Segmentation mask data

BEGIN

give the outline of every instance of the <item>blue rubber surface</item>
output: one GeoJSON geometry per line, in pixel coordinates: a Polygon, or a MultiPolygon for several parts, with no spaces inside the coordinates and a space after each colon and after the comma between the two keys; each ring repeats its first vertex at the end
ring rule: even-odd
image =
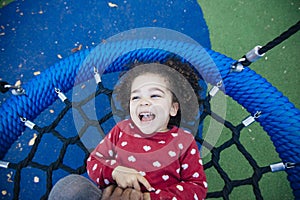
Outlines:
{"type": "MultiPolygon", "coordinates": [[[[150,0],[147,3],[142,0],[92,0],[88,3],[84,0],[17,0],[0,9],[0,79],[11,84],[20,80],[26,85],[31,79],[39,78],[35,77],[34,73],[43,74],[49,66],[72,56],[73,48],[82,45],[82,49],[91,49],[112,35],[139,27],[169,28],[190,36],[204,47],[210,47],[209,31],[196,0],[150,0]]],[[[84,52],[81,51],[81,54],[84,52]]],[[[77,62],[76,59],[74,62],[77,62]]],[[[111,78],[113,77],[107,77],[111,78]]],[[[35,95],[45,95],[42,91],[35,95]]],[[[1,94],[0,106],[10,97],[10,92],[1,94]]],[[[24,98],[22,100],[24,103],[27,101],[25,97],[21,98],[24,98]]],[[[49,99],[49,102],[52,100],[49,99]]],[[[13,102],[17,103],[18,100],[13,102]]],[[[42,118],[35,120],[35,123],[39,125],[50,123],[62,109],[62,105],[57,104],[51,106],[51,109],[55,110],[54,114],[44,113],[42,118]]],[[[19,111],[22,109],[18,108],[19,111]]],[[[31,110],[30,113],[36,115],[37,111],[31,110]]],[[[16,113],[14,115],[17,116],[16,113]]],[[[69,124],[68,119],[72,120],[72,116],[67,116],[63,123],[69,124]]],[[[19,121],[8,123],[18,124],[19,121]]],[[[14,127],[18,125],[10,127],[14,129],[12,132],[20,131],[14,127]]],[[[67,129],[68,136],[76,134],[76,128],[72,124],[58,129],[62,132],[67,129]]],[[[9,140],[15,142],[3,160],[17,163],[24,159],[31,148],[28,141],[34,134],[35,131],[26,128],[19,139],[16,136],[10,138],[9,140]]],[[[62,143],[51,135],[41,143],[44,145],[39,147],[33,161],[48,165],[57,158],[57,149],[61,148],[62,143]]],[[[2,147],[5,144],[6,140],[1,139],[2,147]]],[[[69,157],[76,154],[76,159],[66,159],[64,162],[76,169],[82,164],[84,155],[72,147],[68,152],[69,157]]],[[[63,170],[55,171],[53,183],[65,175],[66,172],[63,170]]],[[[12,198],[13,176],[13,170],[0,169],[1,191],[7,191],[1,199],[12,198]]],[[[46,192],[44,171],[25,168],[21,177],[20,199],[40,199],[46,192]],[[34,177],[38,177],[39,180],[34,181],[34,177]]]]}

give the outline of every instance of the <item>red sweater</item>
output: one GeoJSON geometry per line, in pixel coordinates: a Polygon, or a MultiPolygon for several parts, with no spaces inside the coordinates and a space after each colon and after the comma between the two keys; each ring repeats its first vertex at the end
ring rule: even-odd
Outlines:
{"type": "MultiPolygon", "coordinates": [[[[118,123],[91,153],[87,171],[101,188],[115,184],[117,166],[139,171],[155,189],[155,199],[204,199],[207,182],[192,134],[173,127],[145,135],[130,120],[118,123]]],[[[146,189],[142,187],[142,191],[146,189]]]]}

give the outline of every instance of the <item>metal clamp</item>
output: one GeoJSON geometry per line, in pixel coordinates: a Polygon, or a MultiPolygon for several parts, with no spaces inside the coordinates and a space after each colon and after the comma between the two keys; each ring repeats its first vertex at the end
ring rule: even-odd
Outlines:
{"type": "Polygon", "coordinates": [[[280,162],[280,163],[275,163],[270,165],[271,171],[272,172],[278,172],[278,171],[284,171],[286,169],[291,169],[296,167],[296,163],[291,163],[291,162],[280,162]]]}
{"type": "Polygon", "coordinates": [[[25,126],[30,128],[31,130],[34,128],[35,123],[33,123],[32,121],[27,120],[25,117],[20,117],[20,119],[21,119],[21,122],[24,122],[25,126]]]}
{"type": "Polygon", "coordinates": [[[284,166],[286,169],[291,169],[291,168],[296,167],[296,163],[287,162],[284,164],[284,166]]]}
{"type": "Polygon", "coordinates": [[[253,49],[251,49],[245,56],[246,59],[253,63],[255,61],[257,61],[258,59],[260,59],[261,57],[263,57],[265,55],[265,53],[263,54],[259,54],[259,50],[261,49],[262,46],[256,46],[253,49]]]}
{"type": "Polygon", "coordinates": [[[12,89],[11,93],[13,95],[22,95],[22,94],[25,94],[25,90],[21,87],[21,86],[16,86],[16,85],[10,85],[10,84],[6,84],[3,86],[4,90],[9,90],[9,89],[12,89]]]}
{"type": "Polygon", "coordinates": [[[246,119],[244,119],[242,121],[242,124],[244,124],[244,126],[249,126],[250,124],[252,124],[253,122],[255,122],[255,119],[259,118],[261,115],[261,111],[257,111],[253,116],[249,116],[246,119]]]}
{"type": "Polygon", "coordinates": [[[0,167],[7,169],[8,165],[9,165],[9,162],[0,160],[0,167]]]}
{"type": "Polygon", "coordinates": [[[11,93],[12,93],[13,95],[18,96],[18,95],[25,94],[25,90],[19,86],[18,88],[13,89],[13,90],[11,91],[11,93]]]}
{"type": "Polygon", "coordinates": [[[64,102],[66,99],[68,99],[58,88],[55,88],[55,92],[58,94],[58,97],[62,102],[64,102]]]}
{"type": "Polygon", "coordinates": [[[217,85],[215,85],[214,87],[211,88],[211,90],[209,91],[209,95],[211,97],[215,96],[217,94],[217,92],[220,90],[219,88],[222,86],[222,84],[223,84],[222,80],[219,81],[217,83],[217,85]]]}
{"type": "Polygon", "coordinates": [[[243,62],[245,60],[245,58],[241,58],[239,59],[237,62],[233,63],[231,65],[231,70],[230,71],[233,71],[233,72],[241,72],[244,70],[244,65],[242,65],[241,62],[243,62]]]}
{"type": "Polygon", "coordinates": [[[98,70],[96,67],[94,67],[94,78],[95,78],[97,84],[101,83],[101,76],[98,73],[98,70]]]}
{"type": "Polygon", "coordinates": [[[245,66],[251,65],[251,63],[263,57],[265,53],[260,54],[260,49],[261,46],[256,46],[253,49],[251,49],[248,53],[246,53],[246,55],[244,55],[242,58],[240,58],[238,61],[231,65],[231,71],[241,72],[244,70],[245,66]]]}

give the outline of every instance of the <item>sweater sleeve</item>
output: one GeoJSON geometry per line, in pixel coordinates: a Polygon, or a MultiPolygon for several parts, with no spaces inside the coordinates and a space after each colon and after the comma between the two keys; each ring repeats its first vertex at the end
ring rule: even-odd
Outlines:
{"type": "Polygon", "coordinates": [[[202,159],[195,141],[180,157],[181,182],[151,192],[151,200],[156,199],[204,199],[207,193],[207,182],[202,159]]]}
{"type": "Polygon", "coordinates": [[[115,126],[87,159],[87,173],[101,188],[115,183],[112,178],[112,171],[118,166],[115,157],[115,144],[118,134],[119,129],[115,126]]]}

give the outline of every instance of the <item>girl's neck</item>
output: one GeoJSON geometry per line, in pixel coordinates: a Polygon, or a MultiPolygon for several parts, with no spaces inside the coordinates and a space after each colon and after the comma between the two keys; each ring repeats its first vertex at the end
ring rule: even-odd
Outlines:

END

EXERCISE DIRECTIONS =>
What is needed is every line of the data above, set down exactly but with the images left out.

SOLUTION TO THE PROBLEM =>
give the outline of every instance of the <item>blue rubber surface</item>
output: one GeoJSON geometry per line, in pixel coordinates: a Polygon, or a MultiPolygon for several parts, with no spaces inside the coordinates and a space after each colon and after the comma between the two keys; each ring repeats its first vertex at the end
ring rule: even-odd
image =
Outlines:
{"type": "MultiPolygon", "coordinates": [[[[150,0],[147,3],[142,0],[92,0],[88,3],[84,0],[17,0],[0,9],[0,79],[11,84],[20,80],[26,85],[31,79],[39,78],[35,77],[34,73],[43,74],[49,66],[72,56],[73,48],[82,45],[82,49],[91,49],[112,35],[139,27],[169,28],[190,36],[204,47],[210,47],[209,31],[196,0],[150,0]]],[[[84,52],[81,51],[81,54],[84,52]]],[[[77,62],[76,59],[74,62],[77,62]]],[[[111,78],[113,77],[107,77],[111,78]]],[[[35,95],[45,95],[42,91],[35,95]]],[[[1,94],[0,106],[10,97],[10,92],[1,94]]],[[[24,98],[22,100],[24,103],[27,101],[25,97],[21,98],[24,98]]],[[[49,99],[49,102],[52,100],[49,99]]],[[[13,102],[17,103],[18,100],[13,102]]],[[[42,118],[35,120],[35,123],[39,125],[50,123],[62,109],[62,105],[57,104],[51,106],[51,109],[55,110],[54,114],[44,113],[42,118]]],[[[19,111],[22,109],[18,108],[19,111]]],[[[31,110],[30,113],[36,115],[37,111],[31,110]]],[[[16,113],[14,115],[17,116],[16,113]]],[[[69,124],[68,119],[72,120],[72,116],[67,116],[63,123],[69,124]]],[[[19,121],[8,123],[18,124],[19,121]]],[[[14,127],[18,125],[10,127],[14,129],[12,132],[20,131],[14,127]]],[[[67,129],[68,136],[76,134],[76,128],[72,124],[58,129],[62,132],[67,129]]],[[[9,140],[15,142],[3,160],[17,163],[24,159],[31,148],[28,141],[34,134],[35,131],[26,128],[19,139],[16,136],[10,138],[9,140]]],[[[62,143],[51,135],[41,143],[44,145],[39,147],[33,161],[48,165],[57,158],[57,149],[61,148],[62,143]]],[[[2,147],[5,144],[6,140],[1,139],[2,147]]],[[[69,157],[76,154],[76,159],[66,159],[64,162],[76,169],[82,164],[84,155],[72,147],[68,152],[69,157]]],[[[63,170],[55,171],[53,183],[65,175],[66,172],[63,170]]],[[[12,198],[13,176],[13,170],[0,169],[1,191],[7,191],[1,199],[12,198]]],[[[46,192],[44,171],[25,168],[21,177],[20,199],[40,199],[46,192]],[[34,177],[38,177],[39,180],[34,181],[34,177]]]]}

give the outline of every instance of the <item>red sweater</item>
output: one GeoJSON geometry per line, in pixel coordinates: a Polygon, or a MultiPolygon for several parts, with no spaces inside the coordinates and a space after each colon and after the comma between the two keys; each ring repeats its first vertex at the end
ring rule: even-odd
Outlines:
{"type": "MultiPolygon", "coordinates": [[[[118,123],[91,153],[87,171],[101,188],[115,184],[117,166],[139,171],[155,189],[155,199],[204,199],[207,182],[192,134],[173,127],[145,135],[130,120],[118,123]]],[[[146,189],[142,187],[142,191],[146,189]]]]}

give the outline of every instance of the <item>metal clamp</item>
output: one GeoJSON geometry per line, in pixel coordinates: a Polygon, or a MultiPolygon for several parts, with no spaces inside the coordinates and a space after each colon and after the comma between the two keys; each ring repeats its first vertex at the end
ring rule: even-odd
Outlines:
{"type": "Polygon", "coordinates": [[[280,162],[280,163],[275,163],[270,165],[271,171],[272,172],[278,172],[278,171],[284,171],[286,169],[291,169],[296,167],[296,163],[291,163],[291,162],[280,162]]]}
{"type": "Polygon", "coordinates": [[[25,126],[30,128],[31,130],[34,128],[35,123],[33,123],[32,121],[27,120],[25,117],[20,117],[20,119],[21,119],[21,122],[24,122],[25,126]]]}
{"type": "Polygon", "coordinates": [[[284,166],[286,169],[291,169],[291,168],[296,167],[296,163],[287,162],[284,164],[284,166]]]}
{"type": "Polygon", "coordinates": [[[253,49],[251,49],[245,56],[246,59],[253,63],[255,61],[257,61],[258,59],[260,59],[261,57],[263,57],[265,55],[265,53],[263,54],[259,54],[259,50],[261,49],[262,46],[256,46],[253,49]]]}
{"type": "Polygon", "coordinates": [[[12,89],[11,93],[13,95],[22,95],[22,94],[25,94],[25,90],[21,87],[21,86],[16,86],[16,85],[10,85],[10,84],[6,84],[3,86],[4,90],[9,90],[9,89],[12,89]]]}
{"type": "Polygon", "coordinates": [[[246,119],[244,119],[242,121],[242,124],[244,124],[244,126],[249,126],[250,124],[252,124],[253,122],[255,122],[255,119],[259,118],[261,115],[261,111],[257,111],[253,116],[249,116],[246,119]]]}
{"type": "Polygon", "coordinates": [[[0,167],[7,169],[8,165],[9,165],[9,162],[0,160],[0,167]]]}
{"type": "Polygon", "coordinates": [[[11,93],[12,93],[13,95],[18,96],[18,95],[25,94],[25,90],[19,86],[18,88],[13,89],[13,90],[11,91],[11,93]]]}
{"type": "Polygon", "coordinates": [[[64,102],[66,99],[68,99],[58,88],[55,88],[55,92],[58,94],[58,97],[62,102],[64,102]]]}
{"type": "Polygon", "coordinates": [[[217,85],[215,85],[214,87],[211,88],[211,90],[209,91],[209,95],[211,97],[215,96],[217,94],[217,92],[220,90],[219,88],[222,86],[222,84],[223,84],[222,80],[219,81],[217,83],[217,85]]]}
{"type": "Polygon", "coordinates": [[[243,62],[245,60],[245,58],[241,58],[239,59],[237,62],[233,63],[231,65],[231,70],[230,71],[233,71],[233,72],[241,72],[244,70],[244,65],[242,65],[241,62],[243,62]]]}
{"type": "Polygon", "coordinates": [[[98,70],[96,67],[94,67],[94,78],[95,78],[97,84],[101,83],[101,76],[98,73],[98,70]]]}
{"type": "Polygon", "coordinates": [[[245,66],[251,65],[251,63],[263,57],[265,53],[260,54],[260,49],[261,46],[256,46],[253,49],[251,49],[248,53],[246,53],[246,55],[244,55],[242,58],[240,58],[238,61],[231,65],[231,71],[241,72],[244,70],[245,66]]]}

give the outline of every instance of the <item>sweater sleeve</item>
output: one GeoJSON geometry per line, in pixel coordinates: a Polygon, or a MultiPolygon for several parts, with no spaces inside the coordinates and a space after each colon and after the comma between the two keys; each ring repeats its first vertex at the end
ring rule: even-odd
Outlines:
{"type": "Polygon", "coordinates": [[[202,159],[195,141],[180,157],[181,182],[151,192],[151,200],[156,199],[204,199],[207,193],[207,182],[202,159]]]}
{"type": "Polygon", "coordinates": [[[115,126],[87,159],[87,173],[101,188],[115,183],[112,178],[112,171],[118,166],[115,157],[115,144],[118,134],[119,129],[115,126]]]}

give the outline of every instance of the <item>girl's neck</item>
output: one GeoJSON geometry per line, in pixel coordinates: a Polygon, or a MultiPolygon for several parts, with no spaces inside the coordinates and a space after each colon and after the comma between the two keys; each ring repeats its first vertex at the end
ring rule: even-odd
Outlines:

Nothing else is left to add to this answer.